■ Selected excerpt
- - -

This is mostly for folks who work at Twitter or who have heard some behind-the-scenes stories about what it took to do this change.
Given that Twitter has long been only allowing 140 characters, I'm wondering if the 140 character limit assumption was hard-baked into any parts of their architecture that they had to spend time refactoring, or if it was as simple as removing a constraint on the front-most part of their stack? Did it for example require any changes to the storage layer?
The technical “changing-140-to-280” is only one aspect of the work. Other very important aspects include QA (e.g does increasing the limit break the layout when 280 characters are used?) and data science (e.g does having longer tweets actually keep people on Twitter longer and increase engagement)?
Both of those are reasons why companies do staged rollouts of features incase the company makes a mistake.
Agreed, but also storage requirements I would imagine. Those extra 140 characters add up quick in an environment like Twitter.
It's estimated at 500 million tweets a day. So UTF-8 characters take 1 byte. That's an extra 140 bytes needed per tweet (at the minimum, I'm not positive on how it's stored in the back end if they do ngrams or whatever else to a tweet). So that's 70,000,000,000 bytes. That's... 70GB, right? 70gb per day, that's an extra 24.920 TB of space needed per year. Not a large amount. Hell, I have a surveillance server with more storage than that. But then running analytics against that extra data, ALL THE DAMN TIME. Plus, if going 280 does, in theory, increase usage, then that number would be higher. I'm assuming UTF-8. I think I'm wrong. Might be 16, which then increases it to...6 bytes a character? I should really open a google tab, but I'm too lazy. I already grabbed a calculator. My exercise for the day is met :P
An extra 140 character SEEMS small, but on Twitter scale, that's not a light matter. Shit like that can run away on you fast.
edit: Jesus Christ, yes, I didn't include every single bloody thing. This is just a simple 5 minute example how Twitter scale can have a huge impact on "small" decisions. There's outliers in the average statistics. Not everyone will use the full character limit, frequency changes, etc. Nitpickers man...
Only a small percentage of tweets actually use 140, I would not assume that because the limit is doubled 100% of new tweets will be 240. Probably less than 5% of tweets will go beyond 140.
There is also increased network traffic, more bytes to keep in the caches (RAM?), maybe effectively doubling the amount of data you store (in the worst case) creates terrible effects on (some of) your queries and increase latency somewhere in the system and you have to find where...
There could be "big" ramifications, it's a pretty interesting thing to think about :)
Well there will also be a reduction when all these (1/2) double tweets go away. I'm pretty sure the metadata, analytics, events, etc 2 tweets generate is way more than storing those extra bytes per tweet.
I saw a chart somewhere recently comparing the tweet length distributions between Japanese and other countries which basically says, there are less surge near the 140 char limit in JP than in other countries, and that should describe the reason why Twitter is still popular in JP while it's struggling in others: JP people are less frustrated by the char limit and thus experience a better UX.
I think that's the parent's point: it's not "refactoring" if the external behavior changed. Though I generally agree with the down-voting of the comment as needlessly pedantic, given the common usage of the term.
Twitter's original limit was 140 bytes, but it's been 140 normalized Unicode code points for years. The physical message can be much longer than 140 bytes.

- - -

■ Assigned task
According to the thread about raising Twitter's character limit, what unit has the 140 limit counted for years, in place of the original bytes?

■ Entries supplied
- - -

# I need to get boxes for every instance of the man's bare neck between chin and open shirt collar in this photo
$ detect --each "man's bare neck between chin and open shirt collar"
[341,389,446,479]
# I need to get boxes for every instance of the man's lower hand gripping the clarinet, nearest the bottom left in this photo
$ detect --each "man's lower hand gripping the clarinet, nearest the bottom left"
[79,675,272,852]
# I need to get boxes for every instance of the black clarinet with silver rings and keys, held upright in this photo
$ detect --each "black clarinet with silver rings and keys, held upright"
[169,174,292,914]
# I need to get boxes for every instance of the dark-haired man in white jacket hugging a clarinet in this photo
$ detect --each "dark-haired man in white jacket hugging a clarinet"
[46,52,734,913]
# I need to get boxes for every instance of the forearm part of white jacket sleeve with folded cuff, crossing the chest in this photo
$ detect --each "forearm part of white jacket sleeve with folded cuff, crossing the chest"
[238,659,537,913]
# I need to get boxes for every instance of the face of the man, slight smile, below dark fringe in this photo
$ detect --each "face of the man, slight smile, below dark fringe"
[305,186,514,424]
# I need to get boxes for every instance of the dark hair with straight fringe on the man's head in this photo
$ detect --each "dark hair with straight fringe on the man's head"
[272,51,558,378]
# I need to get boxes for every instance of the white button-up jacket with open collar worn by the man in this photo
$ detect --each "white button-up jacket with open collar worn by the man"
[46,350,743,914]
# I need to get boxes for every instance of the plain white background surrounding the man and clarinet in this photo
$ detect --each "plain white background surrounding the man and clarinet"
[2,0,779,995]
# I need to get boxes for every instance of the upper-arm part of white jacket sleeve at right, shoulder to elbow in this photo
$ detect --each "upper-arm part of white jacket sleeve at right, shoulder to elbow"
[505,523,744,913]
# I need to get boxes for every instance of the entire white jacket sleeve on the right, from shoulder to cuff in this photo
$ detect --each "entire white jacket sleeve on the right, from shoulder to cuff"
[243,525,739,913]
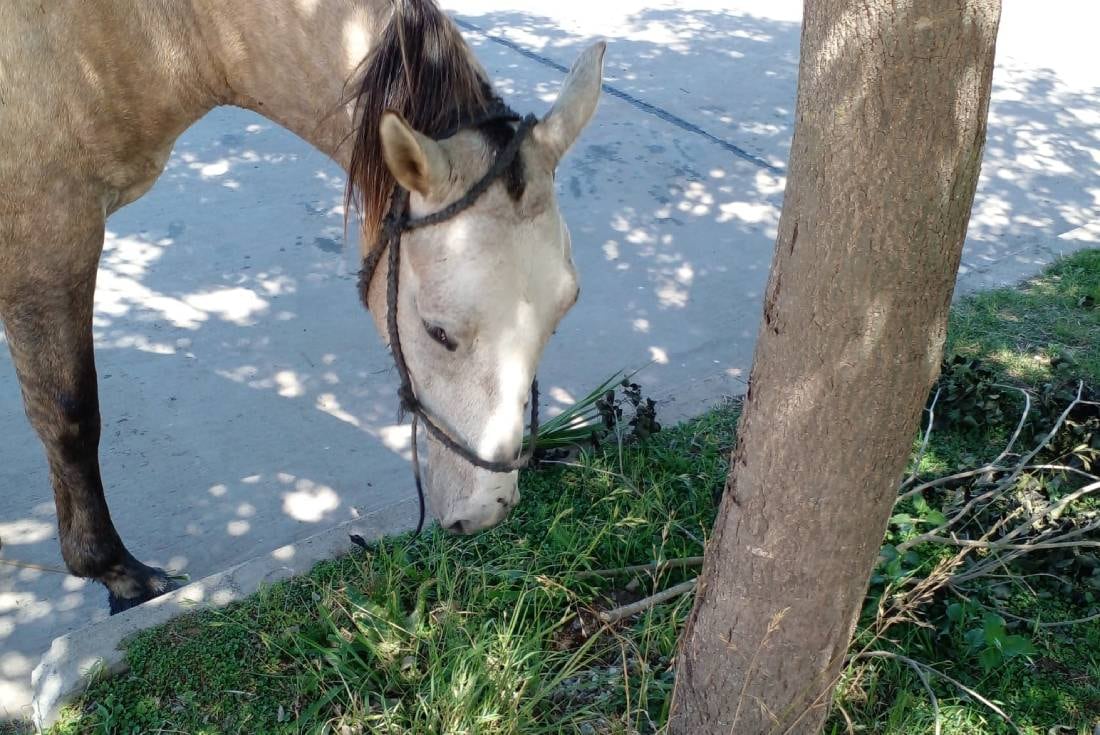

- - -

■ Exercise response
Normalized Unicode code points.